◆ **SUPPLIED TEXT**:
..........
BH Musicians Perform in Virtual Coffee House

This past December, the Coffee House was held virtually over Zoom, with most acts performing live. Mr. Fiori described it as a “warm event,” as it allowed for interaction between each act as well as at the end of the show. The Coffee House provides students and other members of the Belmont Hill community with a chance to express themselves through nearly any means; all music genres, as well as all forms of poetry or other kinds of audible art are welcome. Several performers prepared pieces on various instruments, including guitar, drums, and piano for the show. The Coffee House is unique among other music productions at Belmont Hill in that it allows students to perform with their families. TJ Cannistraro ’24, in fact, played “Miss Atomic Bomb” by The Killers on the drums with his sister, Julia Cannistraro, who accompanied on keyboard and sang. Other performers include Ryan Cannistraro ’21, who presented his rendition of “Drift Away” by Dobie Gray, a soothing soulful track, on the guitar while singing. Three pianists, Will Kelly ’23, John Pena ’26, and Quinn Healey ’23 also participated. Will Kelly also sang, performing his take on Elton John’s “Your Song,” one of John’s classic ballads from his eponymous second album. John Pena’s presentation of “Capricho Catalan” by Isaac Albeinz, a classical slow-tempo and relaxing piece, and Quinn Healey’s performance of the more energetic and jazzy “Billie’s Bounce” by Charlie Parker also wowed audience members. Additionally, Juan Pablo Fernández del Castillo ’25 sang “Michelle” by the Beatles, an iconic 1965 release that was remastered in 2009. Headmaster Schneider also performed, playing Ralph McTell’s “Streets of London,” a calming tune with pensive melodies, on the guitar. 

Mr. Fiori hopes to organize the next Coffee House sometime in the spring and is aiming for April or May. He encourages anyone who wants to participate does so, regardless of experience or access to equipment. Many students even performed with only their laptops, but as Mr. Fiori stated, “Sound quality isn’t great, but it’s the energy that matters.” Music provides people with a momentary escape from the realities of the pandemic, and as Mr. Fiori put it, the Coffee House is “a great way for us to all stay connected musically when we can’t do it live and in person.” Anyone hoping to perform in the next Coffee House should look out for Mr. Fiori’s email, which will likely be sent out mid-April.
..........
◆ **ACTION ITEM A**: Translate this sentence from the virtual Coffee House article into Spanish: "Mr. Fiori hopes to organize the next Coffee House sometime in the spring and is aiming for April or May."
◆ **ACTION ITEM B**: Reproduce the virtual Coffee House article word for word from "Mr. Fiori hopes" to "sent out mid-April.".
..........
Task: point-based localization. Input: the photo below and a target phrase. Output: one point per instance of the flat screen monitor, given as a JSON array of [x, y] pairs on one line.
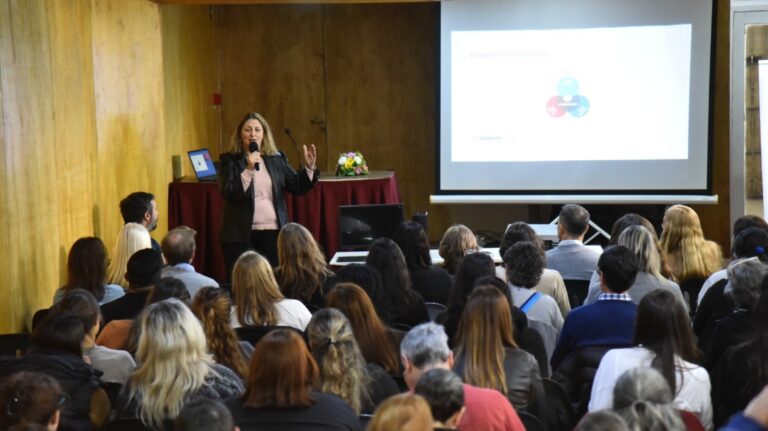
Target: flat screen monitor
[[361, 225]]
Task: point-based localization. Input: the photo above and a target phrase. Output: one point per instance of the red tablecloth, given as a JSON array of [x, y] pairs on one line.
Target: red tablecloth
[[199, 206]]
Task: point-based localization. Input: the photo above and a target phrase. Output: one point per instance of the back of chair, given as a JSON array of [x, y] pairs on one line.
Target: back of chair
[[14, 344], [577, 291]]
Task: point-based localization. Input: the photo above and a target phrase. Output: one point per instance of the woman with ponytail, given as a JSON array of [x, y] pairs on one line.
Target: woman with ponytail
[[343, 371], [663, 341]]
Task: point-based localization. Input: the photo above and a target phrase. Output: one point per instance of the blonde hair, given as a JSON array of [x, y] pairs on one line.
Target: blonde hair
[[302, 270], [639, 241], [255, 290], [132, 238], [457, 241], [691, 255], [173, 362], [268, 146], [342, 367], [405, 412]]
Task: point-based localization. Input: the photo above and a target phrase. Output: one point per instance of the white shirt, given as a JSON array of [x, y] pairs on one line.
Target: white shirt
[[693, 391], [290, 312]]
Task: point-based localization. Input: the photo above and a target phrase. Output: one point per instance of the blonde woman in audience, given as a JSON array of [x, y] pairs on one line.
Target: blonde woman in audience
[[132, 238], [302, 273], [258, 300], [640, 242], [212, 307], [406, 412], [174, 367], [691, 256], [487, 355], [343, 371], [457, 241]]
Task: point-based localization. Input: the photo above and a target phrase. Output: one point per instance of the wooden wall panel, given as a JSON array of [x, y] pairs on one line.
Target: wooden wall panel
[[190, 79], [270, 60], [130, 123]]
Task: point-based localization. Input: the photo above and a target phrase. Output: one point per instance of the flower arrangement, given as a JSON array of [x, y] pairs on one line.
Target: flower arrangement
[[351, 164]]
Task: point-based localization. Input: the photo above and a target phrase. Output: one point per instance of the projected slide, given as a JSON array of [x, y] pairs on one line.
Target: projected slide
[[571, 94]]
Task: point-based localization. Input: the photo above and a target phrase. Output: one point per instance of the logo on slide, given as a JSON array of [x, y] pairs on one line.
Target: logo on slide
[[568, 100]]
..........
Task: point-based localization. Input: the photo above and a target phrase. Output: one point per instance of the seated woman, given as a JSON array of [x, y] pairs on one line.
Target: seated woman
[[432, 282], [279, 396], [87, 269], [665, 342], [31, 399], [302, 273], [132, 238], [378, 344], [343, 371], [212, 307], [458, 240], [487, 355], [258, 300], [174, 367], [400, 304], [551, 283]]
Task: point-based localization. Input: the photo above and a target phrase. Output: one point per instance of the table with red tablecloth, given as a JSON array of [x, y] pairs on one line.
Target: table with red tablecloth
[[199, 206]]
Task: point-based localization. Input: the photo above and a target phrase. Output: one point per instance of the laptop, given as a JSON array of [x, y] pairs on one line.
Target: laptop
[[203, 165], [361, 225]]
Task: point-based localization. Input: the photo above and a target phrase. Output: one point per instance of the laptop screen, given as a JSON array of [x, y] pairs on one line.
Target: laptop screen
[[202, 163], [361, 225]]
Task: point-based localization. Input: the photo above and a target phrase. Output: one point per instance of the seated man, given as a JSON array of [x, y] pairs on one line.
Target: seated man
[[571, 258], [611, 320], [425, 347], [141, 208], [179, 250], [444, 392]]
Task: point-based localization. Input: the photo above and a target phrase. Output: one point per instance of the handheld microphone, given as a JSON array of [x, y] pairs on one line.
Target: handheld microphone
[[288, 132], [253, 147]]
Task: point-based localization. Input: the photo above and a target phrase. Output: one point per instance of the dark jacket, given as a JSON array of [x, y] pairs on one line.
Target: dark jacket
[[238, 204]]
..........
◆ **SOLUTION A**: El Sr. Fiori espera organizar el próximo Coffee House en algún momento de la primavera y apunta a abril o mayo.

◆ **SOLUTION B**:
Mr. Fiori hopes to organize the next Coffee House sometime in the spring and is aiming for April or May. He encourages anyone who wants to participate does so, regardless of experience or access to equipment. Many students even performed with only their laptops, but as Mr. Fiori stated, “Sound quality isn’t great, but it’s the energy that matters.” Music provides people with a momentary escape from the realities of the pandemic, and as Mr. Fiori put it, the Coffee House is “a great way for us to all stay connected musically when we can’t do it live and in person.” Anyone hoping to perform in the next Coffee House should look out for Mr. Fiori’s email, which will likely be sent out mid-April.